### [Exercícios]
A) Por favor, reescreva o trecho do texto sobre o cavalo começando nas palavras "É fato que na" e parando depois de "julgávamos. Vejamos então.", com "carroça" substituído por "charrete".
B) Resuma o texto sobre o cavalo em duas frases.

### [Texto selecionado]
□ □ □ □

2 de outubro de 2013

Em Busca da Terceira Dimensão da Vida


A observação do cavalo, a especulação sobre a sua natureza e a exploração das suas potencialidades, estão presentes em sucessivas civilizações desde tempos imemoriais. A habilidade do Homem em dominar e usar a velocidade do cavalo tem influenciado decisivamente o curso da história. Como a vida moderna e suas atividades são cada vez mais influenciadas pela ciência, é imperativo o estudo da neurofisiologia da equitação para se conhecer todos os acertos e erros que envolveram o desenvolvimento da arte eqüestre. E com a ajuda dos avanços científicos do presente pavimentaremos o caminho para que a equitação possa ser exercida em toda a sua plenitude, como sabemos que já foi num distante passado na Ásia Central. Leia o Artigo em "Mais Informações" ...


É fato que na pré-história o relacionamento do cavalo e do homem era apenas gastronômico - com os dois almoçando juntos, este comendo aquele. No início da Idade Neolítica, há 6 mil anos, o uso da força do cavalo e da carroça foram descobertas de grande relevância para a humanidade, com aquele puxando esta. Na primeira parte deste livro, revimos um pouco da história militar do cavalo. Concluímos que seria natural chegar o dia em que a ciência nos possibilitasse fazer melhor uso do cavalo - corpo e mente - descobrindo uma verdade surpreendente: nós temos muito mais em comum com o cavalo do que pensávamos. E, mais: nós não somos tão racionais como supúnhamos e nem o cavalo tão irracional como julgávamos. Vejamos então.

□ □ □ □

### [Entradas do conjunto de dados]
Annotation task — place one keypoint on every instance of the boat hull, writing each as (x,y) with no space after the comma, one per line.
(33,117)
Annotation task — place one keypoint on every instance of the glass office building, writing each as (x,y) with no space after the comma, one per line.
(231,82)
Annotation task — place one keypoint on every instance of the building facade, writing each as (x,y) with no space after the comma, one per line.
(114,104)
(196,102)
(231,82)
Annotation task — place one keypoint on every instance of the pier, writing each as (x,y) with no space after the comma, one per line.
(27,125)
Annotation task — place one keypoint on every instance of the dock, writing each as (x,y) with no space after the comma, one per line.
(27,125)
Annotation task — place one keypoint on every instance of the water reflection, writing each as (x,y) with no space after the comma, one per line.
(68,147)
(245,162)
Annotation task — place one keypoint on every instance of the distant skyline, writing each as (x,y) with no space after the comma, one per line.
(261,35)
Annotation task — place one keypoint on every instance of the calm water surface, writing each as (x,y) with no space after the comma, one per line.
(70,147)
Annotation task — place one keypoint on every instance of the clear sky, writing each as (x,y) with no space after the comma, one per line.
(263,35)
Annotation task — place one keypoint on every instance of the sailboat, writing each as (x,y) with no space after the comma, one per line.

□ □ □ □

### [Respostas numeradas]
A)
É fato que na pré-história o relacionamento do cavalo e do homem era apenas gastronômico - com os dois almoçando juntos, este comendo aquele. No início da Idade Neolítica, há 6 mil anos, o uso da força do cavalo e da charrete foram descobertas de grande relevância para a humanidade, com aquele puxando esta. Na primeira parte deste livro, revimos um pouco da história militar do cavalo. Concluímos que seria natural chegar o dia em que a ciência nos possibilitasse fazer melhor uso do cavalo - corpo e mente - descobrindo uma verdade surpreendente: nós temos muito mais em comum com o cavalo do que pensávamos. E, mais: nós não somos tão racionais como supúnhamos e nem o cavalo tão irracional como julgávamos. Vejamos então.

B) Desde tempos imemoriais, o Homem observa o cavalo e explora as suas potencialidades, e a habilidade de dominar e usar a sua velocidade tem influenciado decisivamente o curso da história. Com a vida moderna cada vez mais influenciada pela ciência, o estudo da neurofisiologia da equitação se torna imperativo, e a ciência mostra que temos muito mais em comum com o cavalo do que pensávamos: nem nós somos tão racionais, nem o cavalo é tão irracional quanto se julgava.